**Written request:**
Copy the listing below, changing every "instance" to "occurrence" and leaving all else as it is.

Entries for pointing and labeling:

************

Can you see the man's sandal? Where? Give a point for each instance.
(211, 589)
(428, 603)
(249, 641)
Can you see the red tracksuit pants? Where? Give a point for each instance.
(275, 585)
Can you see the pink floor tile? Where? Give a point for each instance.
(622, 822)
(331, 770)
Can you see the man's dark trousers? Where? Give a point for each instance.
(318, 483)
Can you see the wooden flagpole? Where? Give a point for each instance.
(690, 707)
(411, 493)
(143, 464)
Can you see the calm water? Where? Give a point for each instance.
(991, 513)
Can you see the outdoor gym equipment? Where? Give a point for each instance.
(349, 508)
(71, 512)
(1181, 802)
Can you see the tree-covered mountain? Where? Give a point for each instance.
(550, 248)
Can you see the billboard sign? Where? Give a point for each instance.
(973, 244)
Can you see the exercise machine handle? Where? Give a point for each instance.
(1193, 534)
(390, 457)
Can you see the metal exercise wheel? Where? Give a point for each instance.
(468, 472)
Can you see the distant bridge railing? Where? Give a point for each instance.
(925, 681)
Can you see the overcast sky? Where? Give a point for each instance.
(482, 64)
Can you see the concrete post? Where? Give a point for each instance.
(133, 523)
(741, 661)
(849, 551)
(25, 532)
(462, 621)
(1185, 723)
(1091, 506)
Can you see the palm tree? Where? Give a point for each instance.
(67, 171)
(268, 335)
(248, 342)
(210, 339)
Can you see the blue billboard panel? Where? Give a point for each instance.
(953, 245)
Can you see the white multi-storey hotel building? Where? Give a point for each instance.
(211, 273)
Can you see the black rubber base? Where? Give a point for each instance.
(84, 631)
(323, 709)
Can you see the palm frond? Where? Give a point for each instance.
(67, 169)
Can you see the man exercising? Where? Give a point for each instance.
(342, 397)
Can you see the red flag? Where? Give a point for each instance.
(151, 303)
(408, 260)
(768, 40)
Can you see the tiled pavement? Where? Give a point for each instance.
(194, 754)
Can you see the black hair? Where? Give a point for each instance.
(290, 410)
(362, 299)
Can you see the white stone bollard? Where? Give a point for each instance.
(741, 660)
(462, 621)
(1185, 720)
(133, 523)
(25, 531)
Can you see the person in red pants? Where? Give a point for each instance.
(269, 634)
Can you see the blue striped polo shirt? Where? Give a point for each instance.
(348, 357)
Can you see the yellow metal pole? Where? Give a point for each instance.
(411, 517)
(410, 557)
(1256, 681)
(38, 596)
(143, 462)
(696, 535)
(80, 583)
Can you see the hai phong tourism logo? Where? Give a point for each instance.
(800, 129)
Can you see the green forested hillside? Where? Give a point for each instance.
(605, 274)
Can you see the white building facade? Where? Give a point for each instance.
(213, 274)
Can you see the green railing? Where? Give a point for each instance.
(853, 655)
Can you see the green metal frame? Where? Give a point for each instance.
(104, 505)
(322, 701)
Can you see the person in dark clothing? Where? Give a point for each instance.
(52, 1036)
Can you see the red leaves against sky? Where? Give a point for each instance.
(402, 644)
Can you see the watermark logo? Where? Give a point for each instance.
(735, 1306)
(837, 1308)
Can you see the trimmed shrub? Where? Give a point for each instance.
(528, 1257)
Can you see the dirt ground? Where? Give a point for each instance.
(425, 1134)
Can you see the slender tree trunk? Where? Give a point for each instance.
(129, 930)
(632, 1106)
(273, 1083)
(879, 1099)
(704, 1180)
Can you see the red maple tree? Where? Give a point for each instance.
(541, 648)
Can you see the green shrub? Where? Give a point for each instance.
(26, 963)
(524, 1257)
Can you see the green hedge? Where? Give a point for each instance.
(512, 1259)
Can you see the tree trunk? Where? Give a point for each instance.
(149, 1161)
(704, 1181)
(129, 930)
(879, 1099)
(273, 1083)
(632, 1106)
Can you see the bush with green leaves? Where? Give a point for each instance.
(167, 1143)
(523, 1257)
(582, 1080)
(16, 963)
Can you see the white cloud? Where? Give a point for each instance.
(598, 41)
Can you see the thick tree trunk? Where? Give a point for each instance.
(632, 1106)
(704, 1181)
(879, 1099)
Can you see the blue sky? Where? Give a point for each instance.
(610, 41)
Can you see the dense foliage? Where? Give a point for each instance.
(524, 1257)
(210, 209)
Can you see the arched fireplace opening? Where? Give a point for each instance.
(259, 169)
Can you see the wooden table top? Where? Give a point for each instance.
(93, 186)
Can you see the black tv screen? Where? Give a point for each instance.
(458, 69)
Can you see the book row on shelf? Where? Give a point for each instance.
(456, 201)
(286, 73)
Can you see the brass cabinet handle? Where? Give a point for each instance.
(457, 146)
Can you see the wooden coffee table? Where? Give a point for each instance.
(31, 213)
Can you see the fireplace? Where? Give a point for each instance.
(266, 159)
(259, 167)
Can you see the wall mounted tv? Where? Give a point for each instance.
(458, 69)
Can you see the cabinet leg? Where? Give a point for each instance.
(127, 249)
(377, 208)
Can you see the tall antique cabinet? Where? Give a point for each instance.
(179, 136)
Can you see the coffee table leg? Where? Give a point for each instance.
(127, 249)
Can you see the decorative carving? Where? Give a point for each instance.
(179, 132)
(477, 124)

************

**Completed task:**
Can you see the man's sandal? Where? Give a point for each occurrence.
(211, 589)
(428, 603)
(249, 641)
Can you see the red tracksuit pants? Where? Give a point for each occurrence.
(275, 585)
Can you see the pink floor tile? Where? Give a point for each occurrence.
(622, 822)
(331, 770)
Can you see the man's dark trousers? Where? Give a point for each occurrence.
(318, 483)
Can you see the wooden flagpole? Where? Give a point for each occurrence.
(690, 707)
(411, 493)
(143, 464)
Can you see the calm water? Where? Give a point for each occurrence.
(991, 513)
Can you see the outdoor gym equipment? Where? Give a point for each occurrence.
(349, 508)
(71, 512)
(1181, 802)
Can you see the tree-covered mountain? Where? Give a point for each occurrence.
(550, 248)
Can you see the billboard sign? Where? Give a point for each occurrence.
(973, 244)
Can you see the exercise machine handle? Where? Give a point for each occurrence.
(1193, 534)
(390, 457)
Can you see the metal exercise wheel? Where? Give a point for each occurrence.
(468, 472)
Can you see the distant bridge railing? Where? Give a point for each occurrence.
(925, 681)
Can you see the overcast sky? Where? Give a point for each occurrence.
(482, 64)
Can you see the concrete post? Where? Give a point for each occurrence.
(133, 523)
(741, 661)
(849, 551)
(25, 532)
(462, 621)
(1185, 723)
(1091, 506)
Can you see the palm tree? Where? Give a point for each occurrence.
(67, 171)
(268, 335)
(248, 342)
(210, 339)
Can you see the blue billboard panel? Where? Give a point for each occurrence.
(953, 245)
Can you see the white multi-storey hotel building? Where? Give a point for each occurrence.
(211, 273)
Can you see the black rubber base? Where? Give a point for each occurrence.
(84, 631)
(323, 709)
Can you see the palm frond? Where? Give a point for each occurrence.
(67, 169)
Can you see the man exercising? Where? Give a point for each occurrence.
(342, 397)
Can you see the red flag? Where? Give a point for each occurrence.
(151, 303)
(408, 260)
(768, 40)
Can you see the tiled pavement? Where? Give a point for each occurrence.
(194, 754)
Can you see the black hair? Where? Give a point for each occurrence.
(290, 410)
(362, 299)
Can you see the white stone bollard? Where? Give a point for each occurrence.
(741, 660)
(462, 621)
(1185, 720)
(133, 523)
(25, 531)
Can you see the person in red pants? Where? Give a point for each occurrence.
(269, 634)
Can you see the blue striped polo shirt? Where? Give a point for each occurrence.
(348, 357)
Can you see the yellow metal pole? Where? Give a point for each occurrence.
(411, 517)
(410, 557)
(1256, 681)
(38, 596)
(143, 462)
(696, 535)
(80, 583)
Can you see the hai phong tourism logo? Where? Give a point for each occurrence.
(800, 129)
Can you see the green forested hillside? Where? Give a point for each occurrence.
(605, 274)
Can you see the white building facade? Where? Give a point for each occurrence.
(213, 274)
Can you see the green railing? Where? Give a point for each occurrence.
(853, 655)
Can you see the green metal frame? Where? Give a point for each occurrence.
(104, 505)
(322, 701)
Can you see the person in dark clothing? Where? Give a point for each occurrence.
(52, 1036)
Can you see the red leaves against sky? Where? Give a point for each occurrence.
(402, 644)
Can you see the watermark logo? Where? Give a point for each occurrence.
(735, 1306)
(837, 1308)
Can you see the trimmed shrub? Where? Give a point for each occurrence.
(528, 1257)
Can you see the dirt ground? Where? Give a point for each occurrence.
(425, 1134)
Can you see the slender tree trunk? Where? Give a point for each occurrence.
(129, 930)
(632, 1106)
(273, 1083)
(879, 1099)
(704, 1180)
Can you see the red maple tree? Where? Give a point for each occurrence.
(541, 648)
Can you see the green shrub? Where? Give a point for each occurrence.
(26, 963)
(524, 1257)
Can you see the green hedge? Where? Give a point for each occurrence.
(512, 1259)
Can you see the tree trunk? Where? Give a point for each occurrence.
(149, 1161)
(704, 1181)
(129, 930)
(879, 1099)
(273, 1083)
(632, 1106)
Can you see the bush with green leaves? Where? Give a point for each occurrence.
(167, 1143)
(523, 1257)
(582, 1080)
(16, 963)
Can you see the white cloud? Where? Give a point for each occurrence.
(598, 41)
Can you see the thick tree trunk? Where? Give a point for each occurrence.
(632, 1106)
(704, 1181)
(879, 1099)
Can you see the blue sky? Where? Give a point for each occurrence.
(610, 41)
Can you see the dense foliage? Where? Give a point for each occurrence.
(524, 1257)
(210, 209)
Can you see the arched fireplace opening? Where? Give a point for each occurrence.
(259, 169)
Can you see the wooden table top? Where? Give a point for each occurrence.
(93, 186)
Can you see the black tv screen? Where? Give a point for each occurrence.
(458, 69)
Can you see the book row on shelf? Where? Give a point for each occurrence.
(456, 201)
(286, 73)
Can you see the brass cabinet handle? Where? Give a point for each occurrence.
(457, 146)
Can you see the wooden coffee table? Where? Give a point for each occurrence.
(31, 213)
Can you see the fireplace? Where? Give a point for each occurrence.
(266, 159)
(259, 167)
Can you see the wall mounted tv? Where? Give a point for each occurrence.
(458, 69)
Can you see the cabinet leg? Where? Give a point for each occurrence.
(127, 249)
(377, 208)
Can you see the tall antique cabinet? Where? Give a point for each occurrence.
(179, 136)
Can you see the coffee table leg? Where? Give a point for each occurrence.
(127, 249)
Can you see the decorative carving? Where? Give a point for each occurrence.
(179, 132)
(477, 124)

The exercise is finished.